▶ SOURCE TEXT:
>> begin
Forex market in Amsterdam — 17-18 century A.D.

During the 17th (or 18th) century, Amsterdam maintained an active Forex market. In 1704, foreign exchange took place between agents acting in the interests of the England and Holland.

Birth of the U.S. Dollar — 18th century

When the British colonized America, the government restricted the colonists from minting currency. But the colonists used any foreign currency they could get their hands on. Particularly popular was the large silver Spanish "dollar", which gained significance during the American Revolution. The U.S. adopted the Dollar in April 1792, which over time became the best-recognized currency in the world.

Western Union — Mid-19th century

The New York & Mississippi Valley Printing Telegraph Company was founded in 1851 — renamed the Western Union Telegraph Company in 1856. In 1872, Western Union launched Wire Transfer — a method of electronic funds transfer from one person or entity to another - on its telegraph network, changing forever the way money moved within and across the borders.

International wire transfers become mainstream — Late 19th Century

With a boom in globalized industrialization, Wire Transfers became increasingly popular in the late 19th century. As more and more people started working with contractors and innovators overseas, banking became increasingly globalized, including how people sent and received funds internationally on an individual basis. This had never happened before.

International payment network (SWIFT) — Late 20th century

Global network the Society for Worldwide Interbank Financial Telecommunication (SWIFT) facilitates international payments. Founded in 1973, SWIFT does not actually move money; their network transmits messages between banks that allow the banks to make transfers. Used largely for business and banking-related transfers, SWIFT handles about transactions worth $5 trillion per day.
>> end
Excerpts from a pointing dataset
>> begin
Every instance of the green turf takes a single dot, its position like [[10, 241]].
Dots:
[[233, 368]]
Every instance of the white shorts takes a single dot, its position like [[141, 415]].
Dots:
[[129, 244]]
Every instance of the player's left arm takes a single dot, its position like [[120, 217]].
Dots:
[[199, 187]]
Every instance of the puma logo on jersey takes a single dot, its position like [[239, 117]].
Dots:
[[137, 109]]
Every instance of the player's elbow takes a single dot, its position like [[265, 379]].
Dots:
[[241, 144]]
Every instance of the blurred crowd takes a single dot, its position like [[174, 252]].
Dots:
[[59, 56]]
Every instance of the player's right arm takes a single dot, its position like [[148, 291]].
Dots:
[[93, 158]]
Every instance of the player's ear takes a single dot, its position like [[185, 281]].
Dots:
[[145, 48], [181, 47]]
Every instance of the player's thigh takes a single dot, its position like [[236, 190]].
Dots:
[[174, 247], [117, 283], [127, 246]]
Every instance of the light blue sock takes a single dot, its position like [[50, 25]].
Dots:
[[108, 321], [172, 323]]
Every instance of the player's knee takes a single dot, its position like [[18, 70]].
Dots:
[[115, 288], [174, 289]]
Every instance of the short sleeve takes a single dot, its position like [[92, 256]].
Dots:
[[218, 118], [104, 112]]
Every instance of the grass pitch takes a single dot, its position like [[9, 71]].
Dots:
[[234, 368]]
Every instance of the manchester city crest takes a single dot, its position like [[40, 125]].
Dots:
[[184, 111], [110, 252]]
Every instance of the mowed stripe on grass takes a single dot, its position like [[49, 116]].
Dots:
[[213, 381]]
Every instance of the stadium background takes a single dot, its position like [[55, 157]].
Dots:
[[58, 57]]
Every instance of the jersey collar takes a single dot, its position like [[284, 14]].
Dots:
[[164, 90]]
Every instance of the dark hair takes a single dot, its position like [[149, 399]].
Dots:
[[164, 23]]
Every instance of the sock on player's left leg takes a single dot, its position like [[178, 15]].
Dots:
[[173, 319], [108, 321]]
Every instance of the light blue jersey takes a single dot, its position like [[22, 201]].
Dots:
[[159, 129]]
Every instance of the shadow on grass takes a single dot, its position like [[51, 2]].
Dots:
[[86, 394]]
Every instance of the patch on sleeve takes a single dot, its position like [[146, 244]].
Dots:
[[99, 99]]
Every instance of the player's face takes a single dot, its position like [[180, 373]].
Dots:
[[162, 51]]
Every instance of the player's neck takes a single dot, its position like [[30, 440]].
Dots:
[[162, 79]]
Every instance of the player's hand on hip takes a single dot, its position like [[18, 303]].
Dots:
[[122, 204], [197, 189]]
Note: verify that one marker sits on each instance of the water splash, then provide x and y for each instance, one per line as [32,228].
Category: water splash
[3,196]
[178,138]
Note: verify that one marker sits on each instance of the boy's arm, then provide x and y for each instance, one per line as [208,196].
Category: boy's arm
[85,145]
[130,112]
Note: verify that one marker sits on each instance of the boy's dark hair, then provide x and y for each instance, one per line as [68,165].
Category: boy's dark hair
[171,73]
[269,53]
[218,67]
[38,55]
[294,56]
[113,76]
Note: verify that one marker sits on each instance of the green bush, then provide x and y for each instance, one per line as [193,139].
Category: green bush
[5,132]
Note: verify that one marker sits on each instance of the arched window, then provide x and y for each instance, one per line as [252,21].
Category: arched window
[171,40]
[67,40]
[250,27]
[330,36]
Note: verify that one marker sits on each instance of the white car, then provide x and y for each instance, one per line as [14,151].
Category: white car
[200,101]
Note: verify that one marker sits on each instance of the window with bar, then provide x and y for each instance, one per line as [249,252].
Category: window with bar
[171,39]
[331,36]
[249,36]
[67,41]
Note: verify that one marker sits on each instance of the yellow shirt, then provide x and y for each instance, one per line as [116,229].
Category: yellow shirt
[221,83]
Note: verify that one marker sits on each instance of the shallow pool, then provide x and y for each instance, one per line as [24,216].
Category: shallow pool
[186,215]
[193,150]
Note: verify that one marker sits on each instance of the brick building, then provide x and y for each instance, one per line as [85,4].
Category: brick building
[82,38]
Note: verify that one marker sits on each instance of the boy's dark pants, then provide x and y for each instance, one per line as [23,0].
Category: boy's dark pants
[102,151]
>> end
▶ INSTRUCTIONS FOR THE TASK:
Repeat verbatim the portion of the money-transfer history that opens with the words containing "International wire transfers" and closes with "never happened before.". The items were drawn from a separate source.

▶ SOLUTION TO THE PROBLEM:
International wire transfers become mainstream — Late 19th Century

With a boom in globalized industrialization, Wire Transfers became increasingly popular in the late 19th century. As more and more people started working with contractors and innovators overseas, banking became increasingly globalized, including how people sent and received funds internationally on an individual basis. This had never happened before.